To be done:
Put every line of the records below into a Markdown table with two columns, Row for the line number and Text for the line itself, and skip any blank lines. Leave the pictures out of the table.

╔══

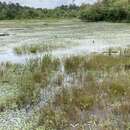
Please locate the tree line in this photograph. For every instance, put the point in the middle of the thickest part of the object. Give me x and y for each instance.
(16, 11)
(106, 10)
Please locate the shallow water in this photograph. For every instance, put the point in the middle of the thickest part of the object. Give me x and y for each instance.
(78, 37)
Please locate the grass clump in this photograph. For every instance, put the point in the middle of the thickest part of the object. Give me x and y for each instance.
(66, 109)
(28, 79)
(98, 62)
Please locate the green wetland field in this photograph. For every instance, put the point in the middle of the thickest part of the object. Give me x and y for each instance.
(64, 75)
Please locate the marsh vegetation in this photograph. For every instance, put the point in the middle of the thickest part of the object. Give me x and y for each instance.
(84, 84)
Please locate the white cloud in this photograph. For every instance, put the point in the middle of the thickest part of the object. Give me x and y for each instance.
(47, 3)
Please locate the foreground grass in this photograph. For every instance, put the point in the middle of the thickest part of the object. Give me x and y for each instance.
(97, 98)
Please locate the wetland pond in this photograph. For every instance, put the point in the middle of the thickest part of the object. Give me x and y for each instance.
(75, 36)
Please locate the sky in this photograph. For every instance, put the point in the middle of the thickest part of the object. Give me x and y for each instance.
(47, 3)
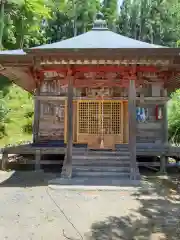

╚══

Exercise result:
| Row | Text |
|---|---|
| 1 | Please locate the tree line in this photograph. For every instance, put the point in the middle of the thickest part of the object. Give me x and y for each instance. |
| 2 | (16, 11) |
| 3 | (106, 10) |
| 4 | Please locate the shallow water in this photograph. For every instance, put the point in the middle of the thickest part of the object. Give me x and y for each instance. |
| 5 | (78, 37) |
| 6 | Please locate the grass clump in this photograph. For every instance, put the point in the middle of the thickest part of the object. Give me x and y for each instance. |
| 7 | (66, 109) |
| 8 | (28, 79) |
| 9 | (98, 62) |
| 10 | Please locate the green wetland field in this photograph. For every instance, put the point in the middle of the thickest part of the object. Give me x and y for each instance. |
| 11 | (64, 75) |
| 12 | Please locate the marsh vegetation in this photograph. For every instance, put the point in the middle of the thickest part of the object. Give me x and y for each instance. |
| 13 | (84, 84) |
| 14 | Please locate the white cloud in this photograph. For every instance, put the point in the middle of the thickest part of the object. Give me x and y for each instance. |
| 15 | (47, 3) |
| 16 | Please locate the foreground grass in this photograph. For every instance, put the point in the middle of the thickest part of the object. Give me x and y for each instance. |
| 17 | (97, 98) |
| 18 | Please locate the wetland pond in this photograph. For every instance, put the point in the middle of the thickest part of the object. Give me x and y for each instance. |
| 19 | (75, 36) |
| 20 | Please locate the sky in this photograph. For every instance, put the point in the middle of the thickest part of the object. Give me x and y for each instance. |
| 21 | (47, 3) |